--- start RAW DATA ---

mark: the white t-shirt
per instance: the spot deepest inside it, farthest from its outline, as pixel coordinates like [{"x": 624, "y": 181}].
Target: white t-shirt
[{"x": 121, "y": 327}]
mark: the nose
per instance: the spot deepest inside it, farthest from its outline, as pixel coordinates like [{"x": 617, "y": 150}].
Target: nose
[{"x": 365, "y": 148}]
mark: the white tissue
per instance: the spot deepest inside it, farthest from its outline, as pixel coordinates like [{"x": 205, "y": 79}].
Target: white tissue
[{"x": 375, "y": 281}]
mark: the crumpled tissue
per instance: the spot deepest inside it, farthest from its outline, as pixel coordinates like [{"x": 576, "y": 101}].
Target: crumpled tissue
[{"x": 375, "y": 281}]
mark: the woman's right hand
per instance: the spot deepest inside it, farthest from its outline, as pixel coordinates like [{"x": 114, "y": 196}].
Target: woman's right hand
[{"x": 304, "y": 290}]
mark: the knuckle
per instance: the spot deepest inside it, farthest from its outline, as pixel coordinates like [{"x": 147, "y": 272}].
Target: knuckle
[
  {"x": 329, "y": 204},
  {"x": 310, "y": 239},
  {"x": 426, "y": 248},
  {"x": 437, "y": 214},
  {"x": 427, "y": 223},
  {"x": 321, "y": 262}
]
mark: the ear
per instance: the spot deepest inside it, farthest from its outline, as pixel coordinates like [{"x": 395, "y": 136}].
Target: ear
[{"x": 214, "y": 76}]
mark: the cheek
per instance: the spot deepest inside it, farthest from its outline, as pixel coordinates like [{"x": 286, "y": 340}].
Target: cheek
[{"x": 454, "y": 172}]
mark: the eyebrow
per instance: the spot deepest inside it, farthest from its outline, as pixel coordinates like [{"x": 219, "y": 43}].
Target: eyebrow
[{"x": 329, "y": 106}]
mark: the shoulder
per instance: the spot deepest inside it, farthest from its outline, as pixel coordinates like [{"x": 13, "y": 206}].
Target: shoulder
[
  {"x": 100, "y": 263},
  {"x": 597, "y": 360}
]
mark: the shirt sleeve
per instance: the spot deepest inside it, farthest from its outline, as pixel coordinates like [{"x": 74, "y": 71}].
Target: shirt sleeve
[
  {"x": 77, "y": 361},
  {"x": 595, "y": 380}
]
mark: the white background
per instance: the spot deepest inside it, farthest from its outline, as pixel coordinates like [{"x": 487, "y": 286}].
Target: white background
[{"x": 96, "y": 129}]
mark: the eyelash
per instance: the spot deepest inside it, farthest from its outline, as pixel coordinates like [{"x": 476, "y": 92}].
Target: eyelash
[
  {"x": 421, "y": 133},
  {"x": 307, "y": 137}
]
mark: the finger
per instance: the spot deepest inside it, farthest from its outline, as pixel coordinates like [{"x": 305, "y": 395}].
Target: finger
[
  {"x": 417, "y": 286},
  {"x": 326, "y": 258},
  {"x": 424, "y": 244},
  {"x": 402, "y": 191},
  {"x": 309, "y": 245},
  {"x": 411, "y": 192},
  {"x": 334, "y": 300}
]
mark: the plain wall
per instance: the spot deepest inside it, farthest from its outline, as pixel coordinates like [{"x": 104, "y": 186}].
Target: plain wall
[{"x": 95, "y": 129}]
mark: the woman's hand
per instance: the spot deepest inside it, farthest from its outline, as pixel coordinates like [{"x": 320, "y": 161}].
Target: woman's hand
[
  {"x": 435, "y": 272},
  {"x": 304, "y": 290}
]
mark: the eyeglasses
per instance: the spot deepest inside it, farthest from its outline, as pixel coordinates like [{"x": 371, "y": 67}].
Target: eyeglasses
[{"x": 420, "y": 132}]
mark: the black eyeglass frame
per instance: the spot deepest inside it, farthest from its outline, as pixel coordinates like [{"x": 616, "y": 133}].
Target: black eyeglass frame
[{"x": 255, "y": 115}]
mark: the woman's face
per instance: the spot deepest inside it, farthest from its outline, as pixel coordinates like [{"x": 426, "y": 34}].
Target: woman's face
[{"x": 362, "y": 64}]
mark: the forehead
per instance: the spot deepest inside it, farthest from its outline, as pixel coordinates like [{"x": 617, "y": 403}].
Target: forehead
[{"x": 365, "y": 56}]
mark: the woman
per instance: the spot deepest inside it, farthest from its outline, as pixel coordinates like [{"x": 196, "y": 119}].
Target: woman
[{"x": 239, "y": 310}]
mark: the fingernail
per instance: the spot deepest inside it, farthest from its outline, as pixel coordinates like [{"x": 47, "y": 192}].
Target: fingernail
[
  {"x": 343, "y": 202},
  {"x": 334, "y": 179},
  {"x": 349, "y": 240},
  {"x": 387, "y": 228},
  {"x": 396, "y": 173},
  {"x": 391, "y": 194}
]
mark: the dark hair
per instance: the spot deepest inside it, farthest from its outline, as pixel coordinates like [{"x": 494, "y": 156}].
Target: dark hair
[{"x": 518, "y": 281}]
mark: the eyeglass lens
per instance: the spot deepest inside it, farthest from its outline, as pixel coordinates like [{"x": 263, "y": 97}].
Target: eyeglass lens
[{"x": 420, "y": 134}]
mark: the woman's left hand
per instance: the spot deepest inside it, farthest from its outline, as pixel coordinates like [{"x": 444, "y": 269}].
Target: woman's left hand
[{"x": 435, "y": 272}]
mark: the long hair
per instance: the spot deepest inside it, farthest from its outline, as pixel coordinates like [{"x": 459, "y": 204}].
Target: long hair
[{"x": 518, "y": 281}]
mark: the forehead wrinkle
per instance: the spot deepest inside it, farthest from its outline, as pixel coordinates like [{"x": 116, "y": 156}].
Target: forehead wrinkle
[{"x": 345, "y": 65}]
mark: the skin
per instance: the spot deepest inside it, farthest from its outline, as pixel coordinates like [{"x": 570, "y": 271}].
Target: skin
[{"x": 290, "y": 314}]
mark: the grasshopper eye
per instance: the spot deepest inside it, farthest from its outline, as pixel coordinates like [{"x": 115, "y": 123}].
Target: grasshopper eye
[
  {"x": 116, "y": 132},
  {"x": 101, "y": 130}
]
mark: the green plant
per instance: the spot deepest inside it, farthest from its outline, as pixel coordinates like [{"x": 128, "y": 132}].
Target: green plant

--- end RAW DATA ---

### WHAT TO PRODUCE
Give the lines from the one containing "mark: the fingernail" through the end of the entries again, exactly as written and with no other lines.

### TASK ANSWER
mark: the fingernail
per instance: the spot deepest inside it, farthest from its outline, as pixel coordinates like [{"x": 47, "y": 192}].
Target: fingernail
[
  {"x": 343, "y": 202},
  {"x": 334, "y": 179},
  {"x": 349, "y": 240},
  {"x": 387, "y": 228},
  {"x": 396, "y": 173},
  {"x": 391, "y": 194}
]
mark: the dark hair
per instance: the spot deepest inside it, farthest from its outline, as pixel coordinates like [{"x": 494, "y": 156}].
Target: dark hair
[{"x": 518, "y": 281}]
mark: the eyeglass lens
per instance: the spot deepest inside it, farthest from its outline, as pixel coordinates like [{"x": 263, "y": 97}].
Target: eyeglass lens
[{"x": 420, "y": 134}]
mark: the woman's left hand
per instance: the spot deepest inside it, farthest from its outline, as pixel coordinates like [{"x": 444, "y": 269}].
Target: woman's left hand
[{"x": 435, "y": 272}]
mark: the long hair
per instance: the spot deepest inside it, farthest from its outline, as pixel coordinates like [{"x": 459, "y": 204}].
Target: long hair
[{"x": 518, "y": 281}]
mark: the forehead wrinkle
per instance: the spot deepest inside it, farthest from its outline, as pixel coordinates like [{"x": 116, "y": 156}].
Target: forehead wrinkle
[{"x": 345, "y": 65}]
mark: the skin
per instance: the spot deepest inside it, farthest from its outline, as pixel coordinates like [{"x": 570, "y": 271}].
Target: skin
[{"x": 290, "y": 314}]
mark: the grasshopper eye
per instance: the spot deepest inside it, farthest from its outline, as pixel coordinates like [{"x": 115, "y": 123}].
Target: grasshopper eye
[
  {"x": 116, "y": 132},
  {"x": 101, "y": 130}
]
mark: the green plant
per instance: the spot deepest inside it, farthest from its outline, as pixel coordinates like [{"x": 128, "y": 132}].
Target: green plant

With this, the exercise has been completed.